• _Task brief_:
Please copy out the stretch of records from the line containing "Q: Looking at the photo above, point out where the rigging" through the line containing "289 21 303 102", both included, with nothing changed.

• _Material supplied_:

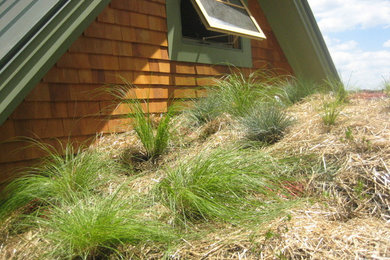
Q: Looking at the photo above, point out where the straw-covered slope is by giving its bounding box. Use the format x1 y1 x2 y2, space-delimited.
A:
0 88 390 259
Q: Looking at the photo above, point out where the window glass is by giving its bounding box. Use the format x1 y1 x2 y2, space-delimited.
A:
191 0 265 39
180 0 241 49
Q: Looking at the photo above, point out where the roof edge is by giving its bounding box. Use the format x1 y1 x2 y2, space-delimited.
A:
258 0 340 82
0 0 110 125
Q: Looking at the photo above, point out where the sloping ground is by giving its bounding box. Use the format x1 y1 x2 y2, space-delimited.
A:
93 94 390 259
0 95 390 259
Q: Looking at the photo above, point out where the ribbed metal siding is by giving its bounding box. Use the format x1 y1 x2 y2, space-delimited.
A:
0 0 67 70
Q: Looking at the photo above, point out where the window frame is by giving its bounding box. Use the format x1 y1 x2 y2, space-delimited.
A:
166 0 253 68
191 0 266 40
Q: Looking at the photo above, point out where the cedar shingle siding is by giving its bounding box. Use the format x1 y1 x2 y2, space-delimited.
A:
0 0 292 182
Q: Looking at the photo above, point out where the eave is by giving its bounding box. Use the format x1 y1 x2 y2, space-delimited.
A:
0 0 110 125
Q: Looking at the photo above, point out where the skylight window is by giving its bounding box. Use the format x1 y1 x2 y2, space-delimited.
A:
191 0 266 39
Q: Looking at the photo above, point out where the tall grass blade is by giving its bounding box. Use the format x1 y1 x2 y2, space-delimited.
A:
37 193 176 259
156 149 302 223
0 141 120 220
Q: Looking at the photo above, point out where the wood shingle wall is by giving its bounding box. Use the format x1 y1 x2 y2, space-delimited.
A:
0 0 292 182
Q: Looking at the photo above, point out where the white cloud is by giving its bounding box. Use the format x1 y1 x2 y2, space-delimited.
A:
325 37 390 89
309 0 390 33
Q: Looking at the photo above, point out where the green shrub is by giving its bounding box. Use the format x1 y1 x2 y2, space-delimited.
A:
0 141 120 220
240 103 293 144
155 148 298 223
36 194 175 259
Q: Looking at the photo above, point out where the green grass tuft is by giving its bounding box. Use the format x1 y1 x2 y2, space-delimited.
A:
156 149 302 224
104 81 175 160
0 141 120 220
36 194 176 259
240 103 293 144
325 79 348 103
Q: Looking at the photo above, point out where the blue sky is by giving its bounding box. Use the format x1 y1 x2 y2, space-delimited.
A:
308 0 390 89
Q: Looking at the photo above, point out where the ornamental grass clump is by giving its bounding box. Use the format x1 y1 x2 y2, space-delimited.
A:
187 71 283 126
240 103 294 144
35 193 176 259
156 148 302 224
0 140 120 220
104 81 175 160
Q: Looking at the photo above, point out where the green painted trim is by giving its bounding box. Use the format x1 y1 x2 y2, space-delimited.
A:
258 0 340 82
166 0 252 67
0 0 110 125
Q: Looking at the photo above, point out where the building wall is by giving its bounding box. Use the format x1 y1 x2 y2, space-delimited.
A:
0 0 292 182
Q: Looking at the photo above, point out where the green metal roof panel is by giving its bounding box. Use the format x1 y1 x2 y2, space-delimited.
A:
0 0 67 68
258 0 339 82
0 0 110 125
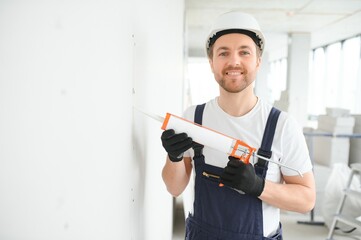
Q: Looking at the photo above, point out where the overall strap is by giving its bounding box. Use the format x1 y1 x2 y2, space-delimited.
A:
257 107 281 167
193 103 206 156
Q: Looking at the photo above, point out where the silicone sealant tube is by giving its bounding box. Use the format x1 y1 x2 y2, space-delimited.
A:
162 113 256 163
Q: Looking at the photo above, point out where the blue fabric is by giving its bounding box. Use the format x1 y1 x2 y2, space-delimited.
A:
185 104 282 240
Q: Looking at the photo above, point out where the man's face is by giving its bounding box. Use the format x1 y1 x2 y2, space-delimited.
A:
209 33 261 93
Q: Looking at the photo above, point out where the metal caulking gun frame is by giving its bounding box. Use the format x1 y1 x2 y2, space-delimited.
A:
134 107 303 177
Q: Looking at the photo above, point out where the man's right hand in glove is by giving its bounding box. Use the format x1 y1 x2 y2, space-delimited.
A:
161 129 193 162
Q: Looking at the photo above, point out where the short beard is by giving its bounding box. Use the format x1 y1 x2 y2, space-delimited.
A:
217 68 253 93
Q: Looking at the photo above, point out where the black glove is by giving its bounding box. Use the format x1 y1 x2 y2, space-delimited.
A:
161 129 193 162
221 156 265 197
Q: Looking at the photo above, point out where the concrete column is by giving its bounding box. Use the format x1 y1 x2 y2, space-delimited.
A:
287 33 311 126
255 52 272 103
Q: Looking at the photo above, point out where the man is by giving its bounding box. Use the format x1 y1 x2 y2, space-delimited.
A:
161 12 315 240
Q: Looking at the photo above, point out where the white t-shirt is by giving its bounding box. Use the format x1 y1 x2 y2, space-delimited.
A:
183 98 312 237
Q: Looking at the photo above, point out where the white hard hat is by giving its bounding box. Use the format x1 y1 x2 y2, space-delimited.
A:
206 11 265 55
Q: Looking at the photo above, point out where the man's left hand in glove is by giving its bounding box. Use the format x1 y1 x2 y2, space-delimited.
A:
221 156 265 197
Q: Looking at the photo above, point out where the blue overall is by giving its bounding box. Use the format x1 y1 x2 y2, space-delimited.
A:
185 104 282 240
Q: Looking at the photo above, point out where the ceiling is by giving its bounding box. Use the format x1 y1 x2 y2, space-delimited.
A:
185 0 361 55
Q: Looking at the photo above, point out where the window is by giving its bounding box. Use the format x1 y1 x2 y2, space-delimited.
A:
308 36 361 115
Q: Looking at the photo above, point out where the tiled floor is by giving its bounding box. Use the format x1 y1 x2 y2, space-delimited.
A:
173 208 361 240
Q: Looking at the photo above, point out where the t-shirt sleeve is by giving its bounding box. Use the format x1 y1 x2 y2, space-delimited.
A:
183 106 196 157
281 116 312 176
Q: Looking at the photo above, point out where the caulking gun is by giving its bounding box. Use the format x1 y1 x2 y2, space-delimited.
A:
134 107 303 177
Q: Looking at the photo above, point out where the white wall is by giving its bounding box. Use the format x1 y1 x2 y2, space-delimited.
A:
0 0 183 240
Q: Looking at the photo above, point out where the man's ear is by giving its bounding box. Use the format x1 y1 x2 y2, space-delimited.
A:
257 57 262 68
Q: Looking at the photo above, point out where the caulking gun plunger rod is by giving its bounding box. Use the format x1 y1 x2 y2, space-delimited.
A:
134 107 303 177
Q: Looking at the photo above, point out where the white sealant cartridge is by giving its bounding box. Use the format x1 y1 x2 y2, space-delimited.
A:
162 113 256 163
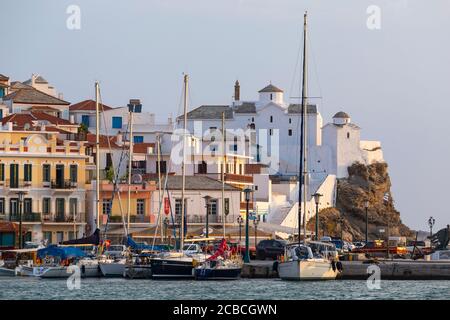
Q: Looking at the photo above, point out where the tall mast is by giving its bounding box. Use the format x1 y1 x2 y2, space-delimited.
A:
95 81 100 228
298 12 308 243
127 107 134 233
180 74 188 250
222 112 226 239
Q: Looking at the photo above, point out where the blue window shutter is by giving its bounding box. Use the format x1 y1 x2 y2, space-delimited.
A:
112 117 122 129
81 114 89 128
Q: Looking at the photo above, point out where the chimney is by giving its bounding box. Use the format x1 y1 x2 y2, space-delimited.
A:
234 80 241 101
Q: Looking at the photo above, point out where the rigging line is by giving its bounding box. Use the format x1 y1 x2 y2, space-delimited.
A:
99 88 129 237
289 21 303 102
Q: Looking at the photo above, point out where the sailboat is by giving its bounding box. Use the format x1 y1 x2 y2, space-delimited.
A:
150 74 208 279
278 12 338 280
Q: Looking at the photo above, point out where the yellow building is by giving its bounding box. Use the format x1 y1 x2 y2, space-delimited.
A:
0 126 90 243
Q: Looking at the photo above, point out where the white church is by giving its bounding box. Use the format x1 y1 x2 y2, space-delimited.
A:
177 81 384 234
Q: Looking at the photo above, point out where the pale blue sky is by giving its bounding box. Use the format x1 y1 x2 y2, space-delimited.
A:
0 0 450 229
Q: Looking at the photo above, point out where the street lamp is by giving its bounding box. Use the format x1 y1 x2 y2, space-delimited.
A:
17 191 26 249
203 196 211 238
364 200 369 243
253 216 260 248
243 187 252 263
428 217 436 237
238 215 244 245
313 192 322 241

• _The reply_:
Q: Looking at the photo above, point out where the rigging line is by giving its bounding box. Use the format x1 y1 x2 y2, space-delimited.
A:
99 88 129 237
289 21 303 102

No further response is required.